Source records:
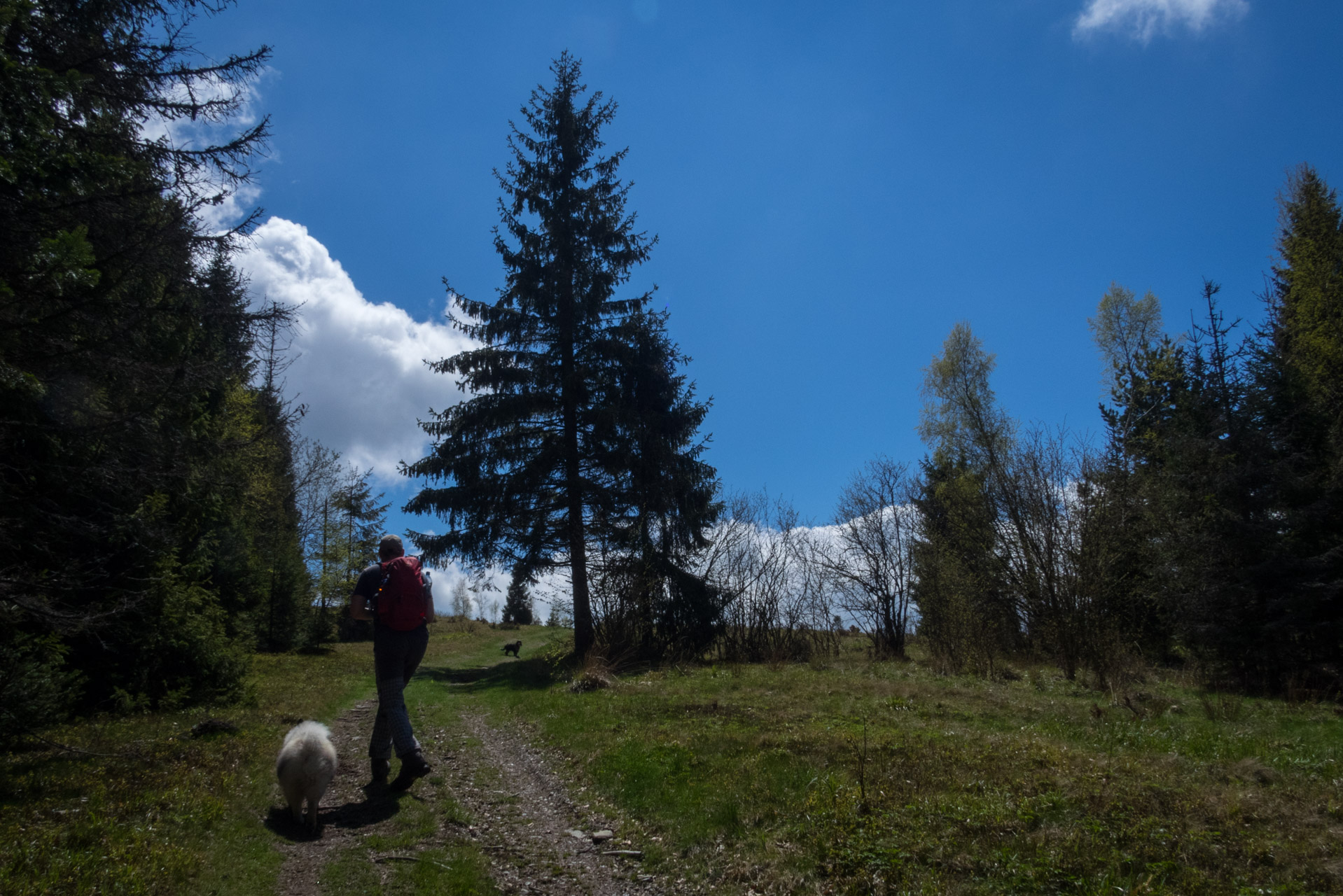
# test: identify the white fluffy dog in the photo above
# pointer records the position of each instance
(305, 767)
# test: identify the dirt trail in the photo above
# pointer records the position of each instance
(347, 812)
(522, 814)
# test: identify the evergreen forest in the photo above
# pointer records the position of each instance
(163, 520)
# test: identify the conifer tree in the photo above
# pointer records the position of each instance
(528, 470)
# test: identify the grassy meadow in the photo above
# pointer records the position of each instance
(841, 777)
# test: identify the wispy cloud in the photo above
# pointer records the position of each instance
(1145, 19)
(360, 365)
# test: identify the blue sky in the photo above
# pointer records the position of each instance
(833, 187)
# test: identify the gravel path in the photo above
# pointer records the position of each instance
(523, 816)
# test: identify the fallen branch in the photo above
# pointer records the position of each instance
(411, 859)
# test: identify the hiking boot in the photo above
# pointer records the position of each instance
(412, 769)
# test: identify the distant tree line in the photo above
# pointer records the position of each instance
(152, 530)
(1205, 531)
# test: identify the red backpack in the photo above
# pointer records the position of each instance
(401, 597)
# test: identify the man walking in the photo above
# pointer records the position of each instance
(403, 608)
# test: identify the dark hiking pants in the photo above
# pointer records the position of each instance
(396, 654)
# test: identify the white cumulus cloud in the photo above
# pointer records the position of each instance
(1143, 19)
(360, 365)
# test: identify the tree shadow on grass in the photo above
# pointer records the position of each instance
(379, 805)
(515, 675)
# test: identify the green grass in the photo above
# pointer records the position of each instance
(844, 777)
(865, 777)
(169, 813)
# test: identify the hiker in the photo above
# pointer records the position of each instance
(395, 596)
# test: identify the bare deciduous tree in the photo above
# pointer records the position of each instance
(865, 558)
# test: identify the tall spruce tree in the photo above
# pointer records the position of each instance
(534, 466)
(1296, 397)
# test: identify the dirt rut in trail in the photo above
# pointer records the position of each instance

Directions for this task:
Put each line of the listing above into a numbered list, omitting blank lines and leaving out the picture.

Final result:
1. # test: identify the white fluffy dog in the photo above
2. # pointer records the position of each instance
3. (305, 767)
4. # test: identify the dirt trail in the photo above
5. # pointer records the position of each instance
6. (347, 812)
7. (522, 814)
8. # test: identify the evergreen forest in the photo above
9. # pointer records the position of each instance
10. (163, 520)
11. # test: identify the conifer tree in the photo above
12. # pointer records the position of each instance
13. (528, 470)
14. # test: identify the grassy meadow in the photo above
15. # pointer records the position of each instance
16. (841, 777)
17. # test: identify the wispy cloud in the photo above
18. # pointer records the position of each instance
19. (1145, 19)
20. (360, 365)
21. # test: identify the blue sky in the photo above
22. # pointer records the position of each instance
23. (833, 187)
24. # test: identify the gravel path in the photo above
25. # pointer records the position of each instance
26. (523, 816)
27. # test: identify the fallen branch in the photo above
28. # pointer records the position of each instance
29. (411, 859)
30. # test: identify the hiking boot in the photo above
31. # pointer records the position of each instance
32. (412, 769)
33. # test: identify the distant tree line in the photo above
34. # pointer records the position of each instance
35. (152, 530)
36. (1205, 531)
37. # test: identify the red backpack in the photo above
38. # pointer records the position of each instance
39. (401, 597)
40. # test: identify the man walking in the photo above
41. # pointer records the position of each instance
42. (403, 608)
43. # test: identify the dark hiking pants in the photo above
44. # pointer records the position of each instance
45. (396, 654)
46. # test: identify the white cumulus cloud in the photo above
47. # pointer records the position of each instance
48. (1143, 19)
49. (360, 365)
50. # test: identify the tree shadow on grass in the photo above
51. # pointer records the position of each instance
52. (379, 805)
53. (515, 675)
54. # test: identify the green grass in the photo above
55. # pointer records the position of each instance
56. (844, 777)
57. (865, 777)
58. (169, 813)
59. # test: identify the hiker in the photo above
60. # pointer records the position of each instance
61. (395, 596)
62. # test: identify the bare deciduous tree in the photo above
63. # pointer records the position of each instance
64. (865, 558)
65. # test: identify the tall spruce tree in the photo above
66. # pointer records the position of each instance
67. (534, 466)
68. (1296, 397)
69. # test: identify the dirt rut in trail in the photo above
70. # pointer records the position of each instance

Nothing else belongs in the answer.